— begin TEXT SECTION —

I personally have not experienced it irl and this website actually has a pretty damn good community (with the occasionally questionable opinion but thats passable) and if you really wanna find a good group this is definitely the place. Stay away from reddit and tumblr thats how you play with nazis
Nicely said. I personally have found it increasingly important especially as i continue to find what actually works for me personally.
I would also like to not that dnd lore in 5e is honestly few and far between. I dont play in any pre-generated worlds, however i have always seen a decent amount of respect and representation for the LGBT+ community with things like the gender change potion from way back in 1e (which was most probably used in some problematic ways but the thought was there) all the way to MOoT where Polis was founded by two kings (with gorgeous artwork of them btw *chefs kiss*).Not to mention polls they take every once in a while to help them better understand their demographic.
Could they do more? Probably, but so could the rest of the world so im gonna have to give WotC a B+ for inclusion and representation.
I don't really care what gender someone is in a game. The topic of sexuality has cropped up every so often in games and I find it a touch more interesting when you find out someone's sexuality on your own rather than it pushed in your face. Like for the homebrew campaign that I want to run some day the mayor of a town will be a eunuch. Will I come outright and say it? No. They can find out on their own through roleplay and interacting with the people around them. If someone wants to bring their character and their companion is their same-sex partner? Go for it.

— end TEXT SECTION —
— begin AVAILABLE DATA —

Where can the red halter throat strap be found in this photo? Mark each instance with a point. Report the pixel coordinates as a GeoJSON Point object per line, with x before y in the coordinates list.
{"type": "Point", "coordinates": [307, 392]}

— end AVAILABLE DATA —

* _THE TASKS_:
(a) Answer these questions from the forum discussion.
(i) Which two websites does the first post advise staying away from?
(ii) What grade is WotC given for inclusion and representation?
(iii) In the planned homebrew campaign, what will the mayor of a town be?
(b) For each statement, say whether it agrees with the forum discussion, and quote the words that decide it.
(i) Polis was founded by two kings.
(ii) The writer planning the homebrew campaign intends to state openly what the mayor is.
(iii) The gender change potion first appeared in 5e.
(c) Output the passage of the forum discussion between "I would also" and "inclusion and representation.", inclusive.

* _RESPONSE LIST_:
(a)
(i) Reddit and tumblr.
(ii) A B+.
(iii) A eunuch.

(b)
(i) Yes: "MOoT where Polis was founded by two kings"
(ii) No: "Will I come outright and say it? No."
(iii) No: "the gender change potion from way back in 1e"

(c)
I would also like to not that dnd lore in 5e is honestly few and far between. I dont play in any pre-generated worlds, however i have always seen a decent amount of respect and representation for the LGBT+ community with things like the gender change potion from way back in 1e (which was most probably used in some problematic ways but the thought was there) all the way to MOoT where Polis was founded by two kings (with gorgeous artwork of them btw *chefs kiss*).Not to mention polls they take every once in a while to help them better understand their demographic.
Could they do more? Probably, but so could the rest of the world so im gonna have to give WotC a B+ for inclusion and representation.